**Actividades:**
[1] En el texto sobre el tesoro artístico de Madrid, ¿qué se hizo con los cuadros del Museo del Prado?
[2] Transcribe del texto sobre el tesoro artístico de Madrid el fragmento que empieza con "He aquí, lector, lo" y sigue hasta "natural, por Kemer.)".

**Extracto del documento:**
============

Madrid salvó su tesoro artístico

 

   Ejemplar resulta el caso de Madrid, sitiado por los rebeldes y sometido a constantes bombardeos. Las autoridades republicanas y el pueblo de la villa se esforzaron por preservar sus tesoros artísticos. Los aviones rebeldes parece que obedecían la consigna de desmantelarlos, para culpar a los leales de odio a la cultura, uno de sus dichos favoritos. Los cuadros del Museo del Prado fueron perfectamente embalados y trasladados fuera de la ciudad, para librarlos de las bombas facciosas.

   Muy significativo del cinismo empleado por los vencedores para denigrar a los republicanos, es el pie colocado a un dibujo a lápiz en la portada del diario monárquico-fascista Abc, el 4 de abril de 1939. Dice así:

 

 Madrid, el Hospital Clínico

   He aquí, lector, lo que de unos muros gloriosos perdura, y lo que al peregrino madrileño de la Ciudad Universitaria –devoto fervoroso de cuantos cayeron en la gesta gloriosa de su liberación— ofrece hoy el milagro de la Moncloa. A través de estos muros, tan amorosamente proyectados un día para la formación de nuestra juventud, la horda internacional pretendió romper el cerco que lo atenazaba. Y entonces fue cuando, al dictado de la voluntad victoriosa de Franco, estos muñones descarnados escribieron sobre el azul del cielo de Castilla el verdadero "No pasarán", y la epopeya madrileña. (Apunte del natural, por Kemer.)

============

**Entradas de datos almacenadas:**
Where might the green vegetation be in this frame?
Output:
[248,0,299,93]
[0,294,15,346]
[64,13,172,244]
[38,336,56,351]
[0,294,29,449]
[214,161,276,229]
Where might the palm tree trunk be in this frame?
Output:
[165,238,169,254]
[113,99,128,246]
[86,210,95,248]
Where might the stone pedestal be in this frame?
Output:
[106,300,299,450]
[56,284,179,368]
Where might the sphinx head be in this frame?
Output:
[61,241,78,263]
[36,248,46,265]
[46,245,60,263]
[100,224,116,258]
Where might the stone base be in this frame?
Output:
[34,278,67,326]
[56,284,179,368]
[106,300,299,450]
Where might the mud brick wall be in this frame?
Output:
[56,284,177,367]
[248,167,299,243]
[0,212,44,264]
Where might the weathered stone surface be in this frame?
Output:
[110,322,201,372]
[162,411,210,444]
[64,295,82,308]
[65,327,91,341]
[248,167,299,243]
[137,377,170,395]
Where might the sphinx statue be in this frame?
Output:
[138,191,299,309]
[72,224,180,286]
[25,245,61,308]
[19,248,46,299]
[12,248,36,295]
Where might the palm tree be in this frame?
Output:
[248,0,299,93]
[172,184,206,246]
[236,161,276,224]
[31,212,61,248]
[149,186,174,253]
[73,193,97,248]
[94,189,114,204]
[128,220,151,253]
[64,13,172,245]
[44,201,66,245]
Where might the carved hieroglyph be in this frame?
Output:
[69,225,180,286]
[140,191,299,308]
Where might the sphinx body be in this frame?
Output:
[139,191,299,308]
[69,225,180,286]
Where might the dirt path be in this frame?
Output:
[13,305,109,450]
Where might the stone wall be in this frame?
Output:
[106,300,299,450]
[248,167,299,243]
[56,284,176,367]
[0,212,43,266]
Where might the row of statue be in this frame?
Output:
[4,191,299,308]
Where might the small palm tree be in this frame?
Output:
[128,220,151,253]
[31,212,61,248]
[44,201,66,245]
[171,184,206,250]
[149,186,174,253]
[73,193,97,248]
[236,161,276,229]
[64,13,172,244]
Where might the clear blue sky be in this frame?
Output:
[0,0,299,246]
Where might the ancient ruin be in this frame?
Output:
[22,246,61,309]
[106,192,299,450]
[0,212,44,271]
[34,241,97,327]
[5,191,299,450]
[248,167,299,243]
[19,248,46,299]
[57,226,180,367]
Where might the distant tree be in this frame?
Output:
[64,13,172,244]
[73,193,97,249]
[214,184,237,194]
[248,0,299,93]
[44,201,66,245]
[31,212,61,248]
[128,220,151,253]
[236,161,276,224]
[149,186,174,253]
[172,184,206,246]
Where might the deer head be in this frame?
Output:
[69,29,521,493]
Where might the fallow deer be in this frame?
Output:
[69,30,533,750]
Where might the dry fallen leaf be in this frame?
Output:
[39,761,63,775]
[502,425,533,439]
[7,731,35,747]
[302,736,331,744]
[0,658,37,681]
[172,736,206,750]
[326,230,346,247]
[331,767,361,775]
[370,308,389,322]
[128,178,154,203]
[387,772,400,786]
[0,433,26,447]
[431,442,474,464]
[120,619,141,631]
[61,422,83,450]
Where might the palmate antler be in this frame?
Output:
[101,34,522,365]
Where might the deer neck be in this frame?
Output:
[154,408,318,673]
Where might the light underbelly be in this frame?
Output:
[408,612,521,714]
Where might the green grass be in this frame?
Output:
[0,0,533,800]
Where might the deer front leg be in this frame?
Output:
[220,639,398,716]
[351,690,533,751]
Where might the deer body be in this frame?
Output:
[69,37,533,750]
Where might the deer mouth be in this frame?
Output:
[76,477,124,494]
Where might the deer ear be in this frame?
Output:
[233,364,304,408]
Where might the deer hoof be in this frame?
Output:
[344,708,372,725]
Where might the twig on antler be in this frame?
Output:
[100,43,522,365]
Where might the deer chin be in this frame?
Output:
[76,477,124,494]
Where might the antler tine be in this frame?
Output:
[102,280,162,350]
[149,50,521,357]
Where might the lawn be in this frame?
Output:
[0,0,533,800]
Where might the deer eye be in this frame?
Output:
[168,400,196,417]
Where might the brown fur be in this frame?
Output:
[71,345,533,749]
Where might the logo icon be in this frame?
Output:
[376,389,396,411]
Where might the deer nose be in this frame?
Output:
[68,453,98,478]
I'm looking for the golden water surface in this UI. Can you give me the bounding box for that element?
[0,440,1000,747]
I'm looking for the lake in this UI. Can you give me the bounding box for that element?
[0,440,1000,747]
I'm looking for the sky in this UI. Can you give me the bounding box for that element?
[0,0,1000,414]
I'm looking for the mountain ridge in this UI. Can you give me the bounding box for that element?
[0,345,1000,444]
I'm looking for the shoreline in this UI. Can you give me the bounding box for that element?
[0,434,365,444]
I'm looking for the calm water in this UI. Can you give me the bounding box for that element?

============

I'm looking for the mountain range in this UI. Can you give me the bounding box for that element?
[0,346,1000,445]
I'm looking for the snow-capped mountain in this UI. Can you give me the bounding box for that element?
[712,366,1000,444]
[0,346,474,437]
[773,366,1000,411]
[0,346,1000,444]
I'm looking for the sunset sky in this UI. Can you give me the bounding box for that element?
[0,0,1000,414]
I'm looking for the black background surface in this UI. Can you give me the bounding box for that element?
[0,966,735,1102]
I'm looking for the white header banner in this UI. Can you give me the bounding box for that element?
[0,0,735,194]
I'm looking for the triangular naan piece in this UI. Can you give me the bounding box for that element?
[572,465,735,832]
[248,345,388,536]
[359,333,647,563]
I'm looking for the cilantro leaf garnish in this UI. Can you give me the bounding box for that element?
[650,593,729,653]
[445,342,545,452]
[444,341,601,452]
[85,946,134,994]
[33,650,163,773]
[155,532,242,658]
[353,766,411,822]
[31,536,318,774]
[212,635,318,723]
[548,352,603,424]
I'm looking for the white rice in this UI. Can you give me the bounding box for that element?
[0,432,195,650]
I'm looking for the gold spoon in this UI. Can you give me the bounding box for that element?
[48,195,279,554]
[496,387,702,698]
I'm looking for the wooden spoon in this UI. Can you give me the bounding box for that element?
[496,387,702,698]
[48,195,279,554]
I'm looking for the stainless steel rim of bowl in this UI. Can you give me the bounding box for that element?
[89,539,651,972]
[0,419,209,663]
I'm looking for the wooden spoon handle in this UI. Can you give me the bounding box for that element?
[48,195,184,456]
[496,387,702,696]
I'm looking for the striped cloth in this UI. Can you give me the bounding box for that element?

============

**Soluciones en orden:**
[1] Fueron perfectamente embalados y trasladados fuera de la ciudad para librarlos de las bombas facciosas.

[2]
He aquí, lector, lo que de unos muros gloriosos perdura, y lo que al peregrino madrileño de la Ciudad Universitaria –devoto fervoroso de cuantos cayeron en la gesta gloriosa de su liberación— ofrece hoy el milagro de la Moncloa. A través de estos muros, tan amorosamente proyectados un día para la formación de nuestra juventud, la horda internacional pretendió romper el cerco que lo atenazaba. Y entonces fue cuando, al dictado de la voluntad victoriosa de Franco, estos muñones descarnados escribieron sobre el azul del cielo de Castilla el verdadero "No pasarán", y la epopeya madrileña. (Apunte del natural, por Kemer.)